━━━━━ Data provided

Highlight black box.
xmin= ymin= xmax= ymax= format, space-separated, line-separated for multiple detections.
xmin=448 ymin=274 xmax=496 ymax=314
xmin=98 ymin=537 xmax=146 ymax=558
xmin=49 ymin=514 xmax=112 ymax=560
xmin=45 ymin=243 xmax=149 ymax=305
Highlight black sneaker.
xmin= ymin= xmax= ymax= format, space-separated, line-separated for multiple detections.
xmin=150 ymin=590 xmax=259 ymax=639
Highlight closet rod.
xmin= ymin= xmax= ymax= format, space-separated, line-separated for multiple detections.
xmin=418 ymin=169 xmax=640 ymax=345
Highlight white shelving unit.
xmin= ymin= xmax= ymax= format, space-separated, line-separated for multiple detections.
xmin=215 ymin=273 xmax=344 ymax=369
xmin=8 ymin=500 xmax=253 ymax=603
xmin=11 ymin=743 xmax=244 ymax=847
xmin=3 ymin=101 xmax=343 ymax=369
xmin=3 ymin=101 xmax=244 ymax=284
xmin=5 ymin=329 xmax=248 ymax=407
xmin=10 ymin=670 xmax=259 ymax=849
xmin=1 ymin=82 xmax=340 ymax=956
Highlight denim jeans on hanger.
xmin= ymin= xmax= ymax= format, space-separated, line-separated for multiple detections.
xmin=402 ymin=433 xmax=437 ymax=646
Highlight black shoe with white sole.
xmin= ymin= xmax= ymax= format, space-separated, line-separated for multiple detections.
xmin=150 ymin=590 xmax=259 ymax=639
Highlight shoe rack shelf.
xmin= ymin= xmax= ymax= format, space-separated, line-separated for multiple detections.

━━━━━━━━━━

Your instructions:
When you reach the line holding "Highlight black sneaker." in the records above, begin reproducing exactly, stop after the line holding "Highlight white shelving unit.", and output nothing else.

Reply:
Highlight black sneaker.
xmin= ymin= xmax= ymax= format, space-separated, line-separated for multiple detections.
xmin=150 ymin=590 xmax=259 ymax=639
Highlight closet rod.
xmin= ymin= xmax= ymax= format, space-separated, line-separated for multiple detections.
xmin=418 ymin=169 xmax=640 ymax=345
Highlight white shelving unit.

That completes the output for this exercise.